* What is being asked
Please give an exact copy of every line from the one holding "above and give the pixel coordinates." through the final line of the records below.

* Data records
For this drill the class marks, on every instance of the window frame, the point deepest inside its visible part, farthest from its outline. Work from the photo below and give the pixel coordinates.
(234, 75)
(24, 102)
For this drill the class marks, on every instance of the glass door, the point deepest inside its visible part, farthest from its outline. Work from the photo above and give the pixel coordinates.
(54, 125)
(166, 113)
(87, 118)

* Reply to the task
For this drill the class marks, on every instance of the glass door, the point deepest inside its visible part, farthest from its outline. Work from the photo above and give the pixel coordinates.
(54, 125)
(166, 113)
(87, 118)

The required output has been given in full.